:: What the task asks ::
Output all the material that follows, exactly as given.

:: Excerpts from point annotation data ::
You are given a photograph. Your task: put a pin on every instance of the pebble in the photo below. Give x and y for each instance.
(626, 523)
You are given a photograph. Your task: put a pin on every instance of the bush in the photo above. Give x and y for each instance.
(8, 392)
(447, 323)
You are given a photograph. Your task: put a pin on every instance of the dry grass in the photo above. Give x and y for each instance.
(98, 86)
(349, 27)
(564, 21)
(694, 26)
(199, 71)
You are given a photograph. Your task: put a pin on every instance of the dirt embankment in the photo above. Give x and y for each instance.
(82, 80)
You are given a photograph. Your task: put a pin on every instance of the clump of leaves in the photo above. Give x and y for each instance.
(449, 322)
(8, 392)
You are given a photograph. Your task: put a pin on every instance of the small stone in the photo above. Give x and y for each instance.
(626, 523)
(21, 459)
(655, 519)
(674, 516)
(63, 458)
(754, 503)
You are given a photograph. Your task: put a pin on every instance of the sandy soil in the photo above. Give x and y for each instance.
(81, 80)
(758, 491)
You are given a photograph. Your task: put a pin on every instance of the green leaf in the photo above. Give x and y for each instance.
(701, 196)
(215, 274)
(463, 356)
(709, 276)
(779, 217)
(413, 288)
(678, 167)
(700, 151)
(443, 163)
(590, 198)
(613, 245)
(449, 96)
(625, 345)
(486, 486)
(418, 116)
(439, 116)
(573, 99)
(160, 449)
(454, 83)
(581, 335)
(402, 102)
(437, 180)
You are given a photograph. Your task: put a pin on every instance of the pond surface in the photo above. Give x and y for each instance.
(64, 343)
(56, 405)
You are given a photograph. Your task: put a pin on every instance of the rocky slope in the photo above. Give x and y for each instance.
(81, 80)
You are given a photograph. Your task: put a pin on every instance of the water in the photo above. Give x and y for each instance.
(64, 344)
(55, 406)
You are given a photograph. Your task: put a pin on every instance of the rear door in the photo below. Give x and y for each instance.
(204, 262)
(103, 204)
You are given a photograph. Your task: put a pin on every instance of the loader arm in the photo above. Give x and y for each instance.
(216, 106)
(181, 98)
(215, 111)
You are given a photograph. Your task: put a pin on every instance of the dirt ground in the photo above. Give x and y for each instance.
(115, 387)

:: Expected answer ::
You are given a photograph. Your task: put a pin on every instance of the pebble in the photo below. Give x and y for each instance.
(626, 523)
You are given a photograph. Your task: put a pin on every instance of the bush in the photo above. Give x and y for each instance.
(8, 392)
(447, 323)
You are given a photograph. Your task: put a pin on every instance of the dry grass in the photo above. Give x and y for each instance.
(98, 86)
(349, 27)
(564, 21)
(694, 26)
(199, 71)
You are given a photograph. Your task: put a pin on every instance of the dirt embankment in the photo above. Give x and y for each instance.
(82, 80)
You are given a photograph. Your task: put a pin on every instance of the clump of leaves in the photo above. Give x and y for each instance.
(449, 322)
(8, 392)
You are given a photograph. Your task: put a pin on every instance of the small stone in the photo above. Give x and y for each instance.
(626, 523)
(21, 459)
(655, 519)
(674, 516)
(63, 458)
(754, 503)
You are given a photograph. Your task: put a pin on every instance of the sandy soil in the photo above. Give x and y for each instance.
(81, 80)
(758, 491)
You are given a photograph. Your task: put a pin on every instance of the green leaf in the photo above. Give x and y for each instance.
(701, 196)
(215, 274)
(463, 356)
(709, 276)
(779, 217)
(413, 288)
(678, 167)
(700, 151)
(443, 163)
(590, 198)
(613, 245)
(449, 96)
(625, 345)
(486, 486)
(418, 116)
(439, 116)
(573, 99)
(160, 449)
(454, 83)
(581, 335)
(402, 102)
(437, 180)
You are given a photograph. Your task: put a pin on every instance of the pond surface in the photo above. Give x and y for each instance.
(64, 343)
(56, 405)
You are given a photograph. Your task: put a pin on every instance of the rocky slope in the photo above. Give x and y for each instance.
(81, 80)
You are given a photograph. Your task: put a pin on every instance of the water in the photo above. Give x and y for each instance.
(64, 344)
(55, 406)
You are given a photograph. Your task: put a pin on every instance of the rear door in the photo below. Give x and y for each instance.
(204, 262)
(103, 204)
You are given a photograph. Your task: put a pin on every instance of the loader arm in the photo above. Give x and y for each instance.
(216, 106)
(181, 98)
(215, 111)
You are given a photograph. Your task: put a pin on every instance of the dirt ground in the photo above. Give x and y for each instance.
(115, 387)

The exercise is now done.